• _Work required_
Output the line that contains "One point belongs on each instance of the bouquet", then every line beneath it through the end of the records, exactly as given and with no other lines.

↓↓↓

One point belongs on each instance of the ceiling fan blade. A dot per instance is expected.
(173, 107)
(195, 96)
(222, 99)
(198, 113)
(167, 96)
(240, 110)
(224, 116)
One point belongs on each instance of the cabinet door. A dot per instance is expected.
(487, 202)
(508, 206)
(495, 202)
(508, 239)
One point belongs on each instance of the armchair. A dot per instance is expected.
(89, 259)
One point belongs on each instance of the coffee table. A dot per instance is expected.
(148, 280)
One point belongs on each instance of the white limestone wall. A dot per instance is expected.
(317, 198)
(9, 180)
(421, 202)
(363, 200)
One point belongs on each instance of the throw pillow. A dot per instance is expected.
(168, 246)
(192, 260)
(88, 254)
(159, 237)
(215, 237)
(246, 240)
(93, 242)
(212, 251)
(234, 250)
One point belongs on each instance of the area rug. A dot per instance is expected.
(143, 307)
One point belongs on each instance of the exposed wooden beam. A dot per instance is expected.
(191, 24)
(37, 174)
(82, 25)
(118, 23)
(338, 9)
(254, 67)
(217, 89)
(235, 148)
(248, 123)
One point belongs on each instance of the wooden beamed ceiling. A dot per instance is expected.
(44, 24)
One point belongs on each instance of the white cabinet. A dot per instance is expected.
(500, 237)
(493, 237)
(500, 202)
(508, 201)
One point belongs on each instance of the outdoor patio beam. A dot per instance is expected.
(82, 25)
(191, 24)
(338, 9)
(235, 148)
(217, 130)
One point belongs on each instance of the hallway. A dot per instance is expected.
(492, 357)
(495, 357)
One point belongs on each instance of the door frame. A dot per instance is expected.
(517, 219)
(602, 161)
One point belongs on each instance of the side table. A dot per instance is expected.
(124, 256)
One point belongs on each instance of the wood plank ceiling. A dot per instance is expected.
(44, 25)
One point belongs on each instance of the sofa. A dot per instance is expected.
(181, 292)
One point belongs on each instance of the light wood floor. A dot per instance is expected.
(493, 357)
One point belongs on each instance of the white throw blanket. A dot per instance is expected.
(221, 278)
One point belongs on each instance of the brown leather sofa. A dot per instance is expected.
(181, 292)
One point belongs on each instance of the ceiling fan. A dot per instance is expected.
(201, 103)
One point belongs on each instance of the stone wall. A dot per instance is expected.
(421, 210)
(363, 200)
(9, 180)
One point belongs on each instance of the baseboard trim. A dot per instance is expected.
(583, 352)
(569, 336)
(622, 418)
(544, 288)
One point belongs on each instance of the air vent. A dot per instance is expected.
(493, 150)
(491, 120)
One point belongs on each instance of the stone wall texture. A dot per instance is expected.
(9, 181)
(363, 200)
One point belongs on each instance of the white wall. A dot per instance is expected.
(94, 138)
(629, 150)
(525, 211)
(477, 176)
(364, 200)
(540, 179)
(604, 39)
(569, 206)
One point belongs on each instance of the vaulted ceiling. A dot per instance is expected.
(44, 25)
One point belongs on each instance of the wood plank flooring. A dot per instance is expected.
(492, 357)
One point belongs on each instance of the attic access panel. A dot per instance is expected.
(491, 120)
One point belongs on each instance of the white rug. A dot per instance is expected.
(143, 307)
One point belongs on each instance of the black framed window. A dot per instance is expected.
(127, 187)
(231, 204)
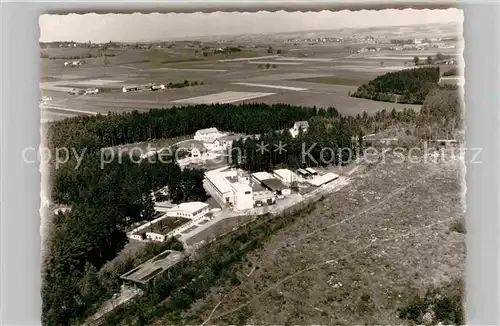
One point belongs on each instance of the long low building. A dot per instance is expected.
(324, 179)
(190, 210)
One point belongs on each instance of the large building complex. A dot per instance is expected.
(235, 188)
(298, 126)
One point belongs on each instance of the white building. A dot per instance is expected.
(299, 125)
(217, 184)
(231, 187)
(287, 176)
(208, 135)
(324, 179)
(190, 210)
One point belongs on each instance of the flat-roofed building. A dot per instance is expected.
(243, 195)
(312, 171)
(153, 267)
(303, 173)
(276, 186)
(208, 135)
(262, 195)
(235, 188)
(190, 210)
(217, 184)
(324, 179)
(297, 126)
(260, 176)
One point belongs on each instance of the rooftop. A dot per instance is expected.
(192, 143)
(262, 176)
(162, 225)
(232, 137)
(301, 124)
(257, 187)
(207, 131)
(318, 181)
(311, 170)
(155, 266)
(191, 207)
(241, 187)
(274, 184)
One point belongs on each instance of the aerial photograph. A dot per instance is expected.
(267, 168)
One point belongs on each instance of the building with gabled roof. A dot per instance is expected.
(208, 135)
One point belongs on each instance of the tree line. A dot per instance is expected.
(409, 86)
(106, 201)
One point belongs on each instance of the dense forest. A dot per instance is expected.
(105, 201)
(334, 133)
(409, 86)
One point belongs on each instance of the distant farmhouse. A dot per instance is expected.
(299, 125)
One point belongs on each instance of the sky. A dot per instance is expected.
(145, 27)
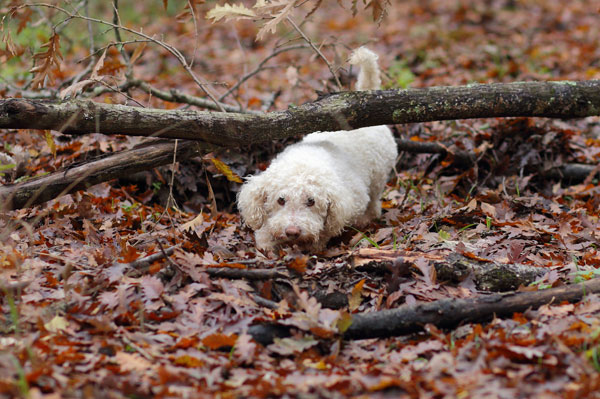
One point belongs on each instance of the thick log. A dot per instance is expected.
(340, 111)
(45, 188)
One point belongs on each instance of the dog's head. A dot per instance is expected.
(303, 208)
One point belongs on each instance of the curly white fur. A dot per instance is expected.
(325, 182)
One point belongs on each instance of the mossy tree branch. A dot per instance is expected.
(338, 111)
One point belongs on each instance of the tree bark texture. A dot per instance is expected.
(340, 111)
(45, 188)
(449, 313)
(487, 276)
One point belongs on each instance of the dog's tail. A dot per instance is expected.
(369, 76)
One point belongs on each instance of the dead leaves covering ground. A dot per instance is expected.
(82, 317)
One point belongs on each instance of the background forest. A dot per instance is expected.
(477, 281)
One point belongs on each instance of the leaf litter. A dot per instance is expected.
(89, 320)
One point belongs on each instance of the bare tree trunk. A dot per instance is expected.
(340, 111)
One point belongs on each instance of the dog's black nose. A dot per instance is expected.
(292, 232)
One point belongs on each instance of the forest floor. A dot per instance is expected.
(81, 315)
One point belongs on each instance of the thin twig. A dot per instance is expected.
(259, 67)
(176, 53)
(337, 81)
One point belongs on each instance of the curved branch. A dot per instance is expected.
(336, 112)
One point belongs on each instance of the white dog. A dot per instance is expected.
(325, 182)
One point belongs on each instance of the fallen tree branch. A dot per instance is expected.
(487, 276)
(446, 313)
(335, 112)
(449, 313)
(248, 274)
(576, 172)
(124, 163)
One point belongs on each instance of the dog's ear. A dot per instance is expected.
(251, 201)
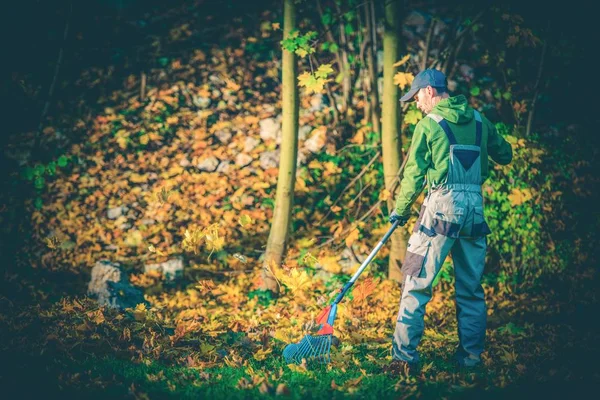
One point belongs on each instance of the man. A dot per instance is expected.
(449, 151)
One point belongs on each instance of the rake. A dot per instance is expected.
(317, 348)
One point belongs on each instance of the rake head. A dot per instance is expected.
(312, 348)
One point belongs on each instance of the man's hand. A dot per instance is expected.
(394, 216)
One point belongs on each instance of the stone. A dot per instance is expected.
(303, 131)
(208, 164)
(316, 141)
(114, 213)
(224, 135)
(250, 144)
(171, 269)
(242, 160)
(224, 167)
(110, 287)
(316, 102)
(270, 129)
(201, 102)
(184, 162)
(269, 159)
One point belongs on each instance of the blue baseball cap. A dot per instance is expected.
(428, 77)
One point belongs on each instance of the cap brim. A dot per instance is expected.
(409, 96)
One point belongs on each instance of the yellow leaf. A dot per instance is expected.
(402, 61)
(305, 243)
(330, 264)
(138, 178)
(245, 220)
(97, 317)
(134, 239)
(206, 349)
(139, 312)
(144, 139)
(305, 79)
(359, 137)
(295, 280)
(301, 52)
(153, 249)
(403, 79)
(323, 71)
(122, 141)
(519, 196)
(363, 290)
(384, 195)
(352, 237)
(261, 354)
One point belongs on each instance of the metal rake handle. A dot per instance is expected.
(365, 263)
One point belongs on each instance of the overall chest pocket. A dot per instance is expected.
(448, 220)
(480, 227)
(416, 253)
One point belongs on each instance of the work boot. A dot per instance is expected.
(401, 368)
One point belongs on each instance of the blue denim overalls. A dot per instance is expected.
(450, 221)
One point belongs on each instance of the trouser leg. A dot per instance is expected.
(416, 293)
(468, 255)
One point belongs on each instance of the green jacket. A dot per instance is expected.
(430, 149)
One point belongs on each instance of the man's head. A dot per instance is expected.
(427, 89)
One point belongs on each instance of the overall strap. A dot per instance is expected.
(478, 128)
(442, 122)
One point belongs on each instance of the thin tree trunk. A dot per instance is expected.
(372, 68)
(423, 64)
(346, 70)
(143, 87)
(390, 138)
(38, 137)
(284, 198)
(536, 91)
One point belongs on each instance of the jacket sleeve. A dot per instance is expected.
(419, 159)
(498, 148)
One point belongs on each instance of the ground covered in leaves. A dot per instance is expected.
(189, 174)
(214, 340)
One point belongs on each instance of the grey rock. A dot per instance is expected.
(201, 102)
(270, 129)
(303, 131)
(316, 102)
(184, 162)
(269, 159)
(250, 144)
(316, 142)
(224, 135)
(171, 269)
(110, 287)
(114, 213)
(208, 164)
(242, 160)
(224, 167)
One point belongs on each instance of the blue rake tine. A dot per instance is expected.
(311, 348)
(318, 348)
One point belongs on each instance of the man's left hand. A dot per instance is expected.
(394, 216)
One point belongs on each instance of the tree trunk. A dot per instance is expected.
(390, 138)
(375, 111)
(284, 197)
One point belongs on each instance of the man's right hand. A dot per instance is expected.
(394, 216)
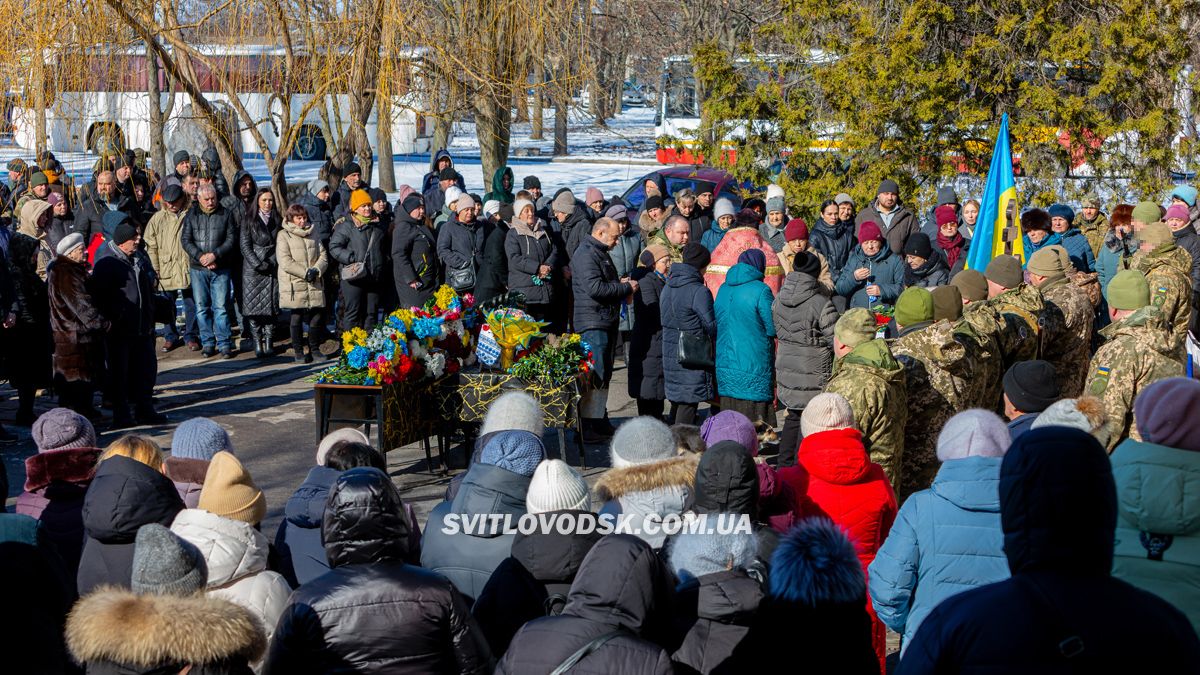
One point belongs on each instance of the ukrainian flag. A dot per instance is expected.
(997, 196)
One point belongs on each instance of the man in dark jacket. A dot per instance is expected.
(124, 288)
(621, 592)
(210, 238)
(893, 217)
(373, 613)
(599, 294)
(1061, 610)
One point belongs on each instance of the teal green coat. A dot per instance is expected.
(1158, 494)
(745, 335)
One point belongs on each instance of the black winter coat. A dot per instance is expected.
(259, 278)
(714, 614)
(372, 613)
(835, 242)
(414, 257)
(646, 378)
(210, 233)
(353, 244)
(685, 305)
(598, 291)
(1059, 511)
(622, 585)
(804, 320)
(124, 496)
(532, 583)
(527, 251)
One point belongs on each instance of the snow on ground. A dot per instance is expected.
(629, 138)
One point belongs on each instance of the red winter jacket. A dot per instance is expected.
(834, 477)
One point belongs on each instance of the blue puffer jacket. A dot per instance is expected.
(1079, 249)
(887, 272)
(744, 335)
(685, 305)
(946, 539)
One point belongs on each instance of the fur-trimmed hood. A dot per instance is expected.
(149, 632)
(677, 472)
(72, 465)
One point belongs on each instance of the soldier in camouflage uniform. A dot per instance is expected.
(1168, 272)
(1069, 315)
(1020, 309)
(1138, 352)
(939, 376)
(865, 372)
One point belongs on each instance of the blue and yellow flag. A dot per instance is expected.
(997, 196)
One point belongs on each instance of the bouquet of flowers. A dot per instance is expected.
(408, 345)
(557, 360)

↑↑↑

• _Worked solution_
One point belongs on each instance of the bouquet of flowers. A dot per instance is expected.
(408, 345)
(557, 360)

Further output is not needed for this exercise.